Across the data below, how many lines hold "patterned"? Answer with that number and nothing else.

Records from a data source:
'''

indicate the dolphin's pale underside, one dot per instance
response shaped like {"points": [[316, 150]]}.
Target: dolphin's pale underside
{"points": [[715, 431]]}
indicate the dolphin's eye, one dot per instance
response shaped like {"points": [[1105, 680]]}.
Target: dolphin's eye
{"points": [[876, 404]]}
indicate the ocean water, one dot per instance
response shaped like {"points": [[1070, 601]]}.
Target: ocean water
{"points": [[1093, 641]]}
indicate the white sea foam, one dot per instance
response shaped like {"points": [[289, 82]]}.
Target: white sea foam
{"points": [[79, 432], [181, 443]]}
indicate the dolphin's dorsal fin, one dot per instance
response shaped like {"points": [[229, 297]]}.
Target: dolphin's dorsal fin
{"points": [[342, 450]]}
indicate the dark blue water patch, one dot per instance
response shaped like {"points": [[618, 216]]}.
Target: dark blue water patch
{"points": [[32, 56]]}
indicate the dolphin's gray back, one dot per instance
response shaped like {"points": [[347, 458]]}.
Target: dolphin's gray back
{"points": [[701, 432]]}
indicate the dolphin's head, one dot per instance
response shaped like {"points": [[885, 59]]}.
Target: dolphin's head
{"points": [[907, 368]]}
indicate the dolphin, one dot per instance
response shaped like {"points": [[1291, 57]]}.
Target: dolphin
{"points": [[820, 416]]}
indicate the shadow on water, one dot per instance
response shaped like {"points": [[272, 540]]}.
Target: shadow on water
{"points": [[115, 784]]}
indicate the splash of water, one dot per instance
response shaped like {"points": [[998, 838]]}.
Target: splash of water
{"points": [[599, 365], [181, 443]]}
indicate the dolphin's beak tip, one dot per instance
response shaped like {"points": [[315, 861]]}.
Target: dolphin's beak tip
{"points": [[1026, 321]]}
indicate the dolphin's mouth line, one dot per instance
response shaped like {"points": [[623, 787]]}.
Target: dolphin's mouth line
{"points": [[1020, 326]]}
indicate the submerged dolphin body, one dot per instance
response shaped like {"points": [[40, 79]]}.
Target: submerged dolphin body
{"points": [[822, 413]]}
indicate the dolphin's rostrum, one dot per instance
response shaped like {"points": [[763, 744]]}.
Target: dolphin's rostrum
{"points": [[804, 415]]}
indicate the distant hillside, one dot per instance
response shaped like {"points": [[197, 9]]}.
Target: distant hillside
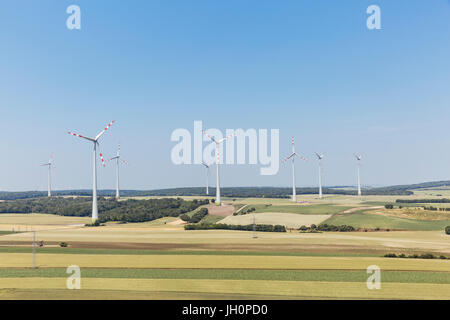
{"points": [[233, 192]]}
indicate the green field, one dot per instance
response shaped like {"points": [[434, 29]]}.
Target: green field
{"points": [[371, 221], [302, 209]]}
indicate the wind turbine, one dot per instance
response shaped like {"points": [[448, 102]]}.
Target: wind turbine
{"points": [[207, 177], [292, 156], [49, 165], [218, 143], [358, 159], [94, 185], [117, 158], [319, 158]]}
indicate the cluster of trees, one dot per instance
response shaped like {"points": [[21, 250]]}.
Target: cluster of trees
{"points": [[415, 256], [236, 192], [109, 209], [250, 227], [196, 217]]}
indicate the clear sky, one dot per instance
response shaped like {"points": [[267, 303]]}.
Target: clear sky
{"points": [[309, 68]]}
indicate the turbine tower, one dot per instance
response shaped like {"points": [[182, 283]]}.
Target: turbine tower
{"points": [[49, 165], [218, 143], [292, 156], [118, 159], [358, 159], [207, 177], [94, 184], [319, 158]]}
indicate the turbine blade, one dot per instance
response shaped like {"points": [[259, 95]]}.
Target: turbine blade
{"points": [[80, 136], [301, 157], [104, 130], [286, 159]]}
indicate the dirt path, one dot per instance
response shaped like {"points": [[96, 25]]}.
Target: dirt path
{"points": [[224, 210], [359, 209]]}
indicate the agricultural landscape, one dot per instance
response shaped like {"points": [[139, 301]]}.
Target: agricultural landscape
{"points": [[161, 258]]}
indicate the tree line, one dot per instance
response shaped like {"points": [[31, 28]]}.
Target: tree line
{"points": [[109, 208]]}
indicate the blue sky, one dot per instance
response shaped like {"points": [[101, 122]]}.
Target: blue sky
{"points": [[309, 68]]}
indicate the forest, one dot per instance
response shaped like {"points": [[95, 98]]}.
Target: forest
{"points": [[109, 209]]}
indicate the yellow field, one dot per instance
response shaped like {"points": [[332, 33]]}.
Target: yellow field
{"points": [[290, 220], [21, 260], [303, 289]]}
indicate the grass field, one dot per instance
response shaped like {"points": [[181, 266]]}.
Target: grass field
{"points": [[290, 220], [368, 220], [160, 260]]}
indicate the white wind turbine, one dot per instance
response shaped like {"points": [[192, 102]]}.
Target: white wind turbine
{"points": [[49, 165], [218, 143], [358, 159], [292, 156], [207, 177], [319, 158], [118, 159], [94, 185]]}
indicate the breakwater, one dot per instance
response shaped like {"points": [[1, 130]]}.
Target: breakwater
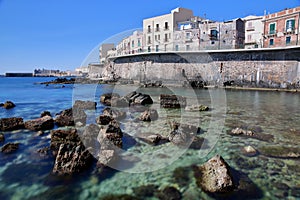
{"points": [[263, 68]]}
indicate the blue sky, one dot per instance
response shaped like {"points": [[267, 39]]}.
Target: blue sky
{"points": [[59, 34]]}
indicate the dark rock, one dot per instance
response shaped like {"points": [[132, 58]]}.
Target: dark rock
{"points": [[46, 113], [44, 123], [199, 108], [10, 124], [8, 105], [68, 136], [172, 101], [71, 116], [103, 119], [87, 105], [280, 151], [214, 176], [71, 159], [110, 136], [149, 115], [145, 191], [2, 138], [105, 99], [249, 151], [114, 113], [10, 147], [169, 193]]}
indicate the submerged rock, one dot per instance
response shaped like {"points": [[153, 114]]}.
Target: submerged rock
{"points": [[172, 101], [10, 124], [43, 123], [280, 151], [87, 105], [71, 116], [199, 108], [10, 147], [8, 105], [214, 176], [149, 115]]}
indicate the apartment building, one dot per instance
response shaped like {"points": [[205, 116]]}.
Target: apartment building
{"points": [[282, 28], [159, 31], [254, 30]]}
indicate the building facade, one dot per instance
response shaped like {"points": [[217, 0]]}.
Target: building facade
{"points": [[159, 31], [282, 28], [254, 30]]}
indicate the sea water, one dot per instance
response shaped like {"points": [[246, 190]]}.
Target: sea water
{"points": [[25, 174]]}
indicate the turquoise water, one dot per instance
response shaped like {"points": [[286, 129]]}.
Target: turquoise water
{"points": [[26, 174]]}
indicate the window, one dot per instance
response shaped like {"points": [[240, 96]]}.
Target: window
{"points": [[271, 42], [290, 25], [149, 29], [166, 26], [156, 48], [272, 28], [139, 42], [288, 40], [213, 34]]}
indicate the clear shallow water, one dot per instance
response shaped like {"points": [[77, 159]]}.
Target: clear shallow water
{"points": [[26, 175]]}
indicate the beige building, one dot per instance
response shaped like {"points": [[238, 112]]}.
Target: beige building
{"points": [[104, 48], [254, 30], [159, 31]]}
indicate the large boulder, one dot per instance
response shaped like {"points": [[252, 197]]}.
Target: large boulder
{"points": [[10, 147], [149, 115], [43, 123], [106, 98], [214, 176], [9, 105], [10, 124], [87, 105], [172, 101], [71, 159], [70, 117]]}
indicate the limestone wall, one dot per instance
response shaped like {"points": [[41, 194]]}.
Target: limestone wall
{"points": [[259, 68]]}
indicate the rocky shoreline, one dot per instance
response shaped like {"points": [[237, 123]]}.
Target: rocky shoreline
{"points": [[71, 155]]}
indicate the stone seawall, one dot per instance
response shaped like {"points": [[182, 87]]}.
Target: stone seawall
{"points": [[275, 68]]}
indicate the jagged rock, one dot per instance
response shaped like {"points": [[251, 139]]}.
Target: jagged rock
{"points": [[8, 105], [10, 124], [249, 151], [44, 123], [105, 157], [152, 138], [103, 119], [110, 136], [10, 147], [149, 115], [105, 99], [68, 136], [172, 101], [71, 159], [87, 105], [71, 116], [46, 113], [214, 176], [114, 113], [169, 193], [2, 138], [199, 108]]}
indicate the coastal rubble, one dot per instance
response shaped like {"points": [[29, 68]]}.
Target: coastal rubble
{"points": [[43, 123], [10, 124]]}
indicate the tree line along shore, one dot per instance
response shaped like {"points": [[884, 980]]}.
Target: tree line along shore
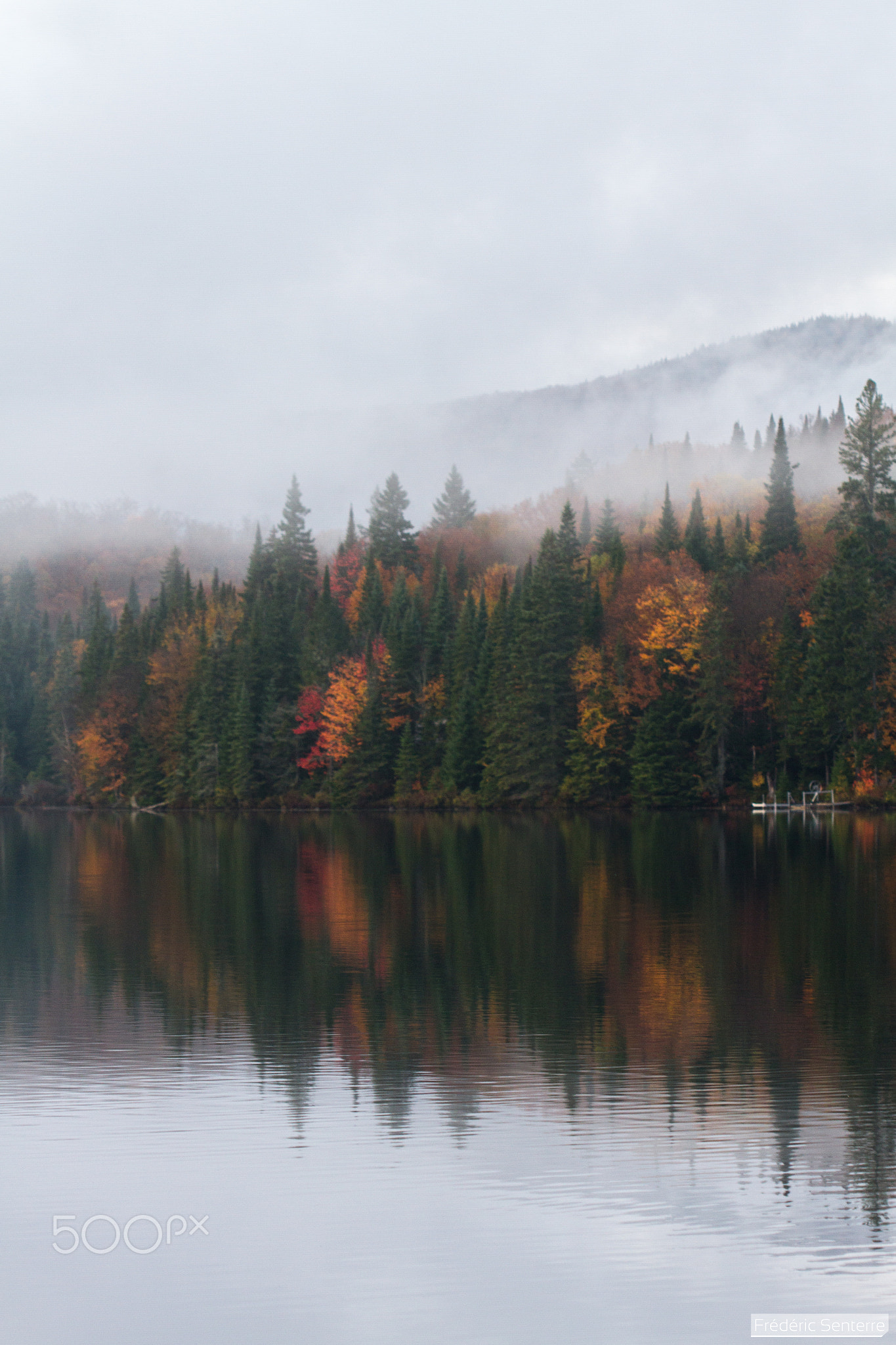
{"points": [[700, 665]]}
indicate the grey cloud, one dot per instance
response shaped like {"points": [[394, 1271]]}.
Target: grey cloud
{"points": [[230, 228]]}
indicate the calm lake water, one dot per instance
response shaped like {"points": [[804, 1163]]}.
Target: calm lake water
{"points": [[436, 1080]]}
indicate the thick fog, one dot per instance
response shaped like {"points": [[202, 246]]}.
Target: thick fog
{"points": [[245, 240]]}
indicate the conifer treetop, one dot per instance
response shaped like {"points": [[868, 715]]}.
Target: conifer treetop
{"points": [[668, 537], [454, 508], [867, 455], [779, 530], [391, 537]]}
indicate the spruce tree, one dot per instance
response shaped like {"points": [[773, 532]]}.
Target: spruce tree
{"points": [[739, 549], [440, 625], [666, 772], [593, 622], [696, 537], [868, 455], [293, 546], [454, 508], [406, 764], [461, 576], [770, 435], [585, 525], [391, 537], [372, 607], [717, 554], [328, 636], [779, 530], [668, 539], [133, 600], [242, 741], [608, 533], [567, 536]]}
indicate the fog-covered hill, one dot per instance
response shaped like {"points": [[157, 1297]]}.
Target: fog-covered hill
{"points": [[516, 444]]}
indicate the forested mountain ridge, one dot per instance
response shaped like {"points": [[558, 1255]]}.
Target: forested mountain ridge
{"points": [[532, 436], [706, 661]]}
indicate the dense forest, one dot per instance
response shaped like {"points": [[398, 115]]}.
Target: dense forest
{"points": [[694, 665]]}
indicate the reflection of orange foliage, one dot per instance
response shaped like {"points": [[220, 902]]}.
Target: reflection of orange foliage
{"points": [[661, 1002], [332, 904], [590, 940]]}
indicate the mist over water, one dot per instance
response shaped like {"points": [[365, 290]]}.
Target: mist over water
{"points": [[433, 1078]]}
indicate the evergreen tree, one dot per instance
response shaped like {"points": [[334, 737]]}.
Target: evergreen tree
{"points": [[608, 535], [593, 621], [696, 537], [770, 435], [867, 455], [328, 635], [242, 740], [133, 600], [585, 526], [172, 581], [717, 554], [666, 772], [461, 576], [406, 766], [454, 508], [567, 536], [372, 607], [668, 539], [779, 529], [293, 546], [391, 537], [739, 549], [440, 626], [101, 643]]}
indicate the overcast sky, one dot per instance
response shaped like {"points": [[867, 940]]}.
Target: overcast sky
{"points": [[217, 217]]}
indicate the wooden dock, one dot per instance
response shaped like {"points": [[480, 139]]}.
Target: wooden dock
{"points": [[813, 801]]}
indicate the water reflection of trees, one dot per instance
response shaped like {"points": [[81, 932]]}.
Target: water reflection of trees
{"points": [[703, 948]]}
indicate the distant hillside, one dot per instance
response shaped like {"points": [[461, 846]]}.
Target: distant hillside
{"points": [[511, 445]]}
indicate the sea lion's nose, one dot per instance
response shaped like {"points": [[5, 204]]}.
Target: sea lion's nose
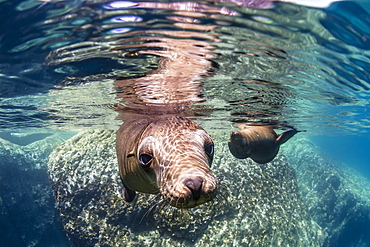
{"points": [[195, 186]]}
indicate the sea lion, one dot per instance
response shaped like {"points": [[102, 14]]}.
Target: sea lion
{"points": [[260, 143], [168, 155]]}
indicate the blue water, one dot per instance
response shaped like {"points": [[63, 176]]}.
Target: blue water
{"points": [[287, 65]]}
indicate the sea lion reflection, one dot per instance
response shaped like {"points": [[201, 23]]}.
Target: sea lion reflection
{"points": [[159, 150], [260, 143]]}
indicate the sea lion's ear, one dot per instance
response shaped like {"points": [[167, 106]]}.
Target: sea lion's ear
{"points": [[130, 154], [128, 195], [285, 136]]}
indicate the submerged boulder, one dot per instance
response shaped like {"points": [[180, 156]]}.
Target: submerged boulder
{"points": [[337, 197], [258, 205], [27, 213]]}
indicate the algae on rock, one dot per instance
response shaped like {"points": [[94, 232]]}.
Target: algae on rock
{"points": [[257, 204]]}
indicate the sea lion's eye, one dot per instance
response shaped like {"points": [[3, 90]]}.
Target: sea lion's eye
{"points": [[209, 149], [145, 159]]}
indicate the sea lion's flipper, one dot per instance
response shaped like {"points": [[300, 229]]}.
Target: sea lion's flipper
{"points": [[238, 145], [128, 195], [285, 136]]}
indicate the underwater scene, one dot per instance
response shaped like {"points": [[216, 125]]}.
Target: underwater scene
{"points": [[184, 123]]}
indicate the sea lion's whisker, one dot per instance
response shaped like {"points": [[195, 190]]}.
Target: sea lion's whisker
{"points": [[151, 209]]}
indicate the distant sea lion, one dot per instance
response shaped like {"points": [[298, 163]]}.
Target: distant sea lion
{"points": [[260, 143], [168, 155]]}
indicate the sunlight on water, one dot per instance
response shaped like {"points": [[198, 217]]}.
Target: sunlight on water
{"points": [[84, 67]]}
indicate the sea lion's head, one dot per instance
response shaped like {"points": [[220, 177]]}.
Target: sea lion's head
{"points": [[170, 155]]}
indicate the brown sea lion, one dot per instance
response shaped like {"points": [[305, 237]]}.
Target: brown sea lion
{"points": [[260, 143], [159, 151], [168, 155]]}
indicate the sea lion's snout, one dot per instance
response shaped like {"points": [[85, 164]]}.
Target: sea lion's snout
{"points": [[195, 186], [169, 155]]}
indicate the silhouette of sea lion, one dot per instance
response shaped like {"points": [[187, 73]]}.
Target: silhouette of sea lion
{"points": [[260, 143]]}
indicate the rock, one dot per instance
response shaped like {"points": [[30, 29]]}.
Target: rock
{"points": [[337, 197], [258, 205], [28, 216]]}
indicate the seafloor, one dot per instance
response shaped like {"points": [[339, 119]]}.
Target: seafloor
{"points": [[302, 198]]}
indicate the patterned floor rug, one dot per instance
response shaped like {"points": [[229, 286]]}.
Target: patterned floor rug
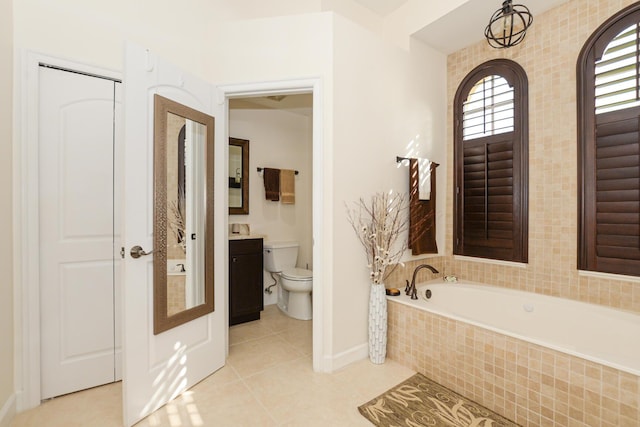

'''

# Output
2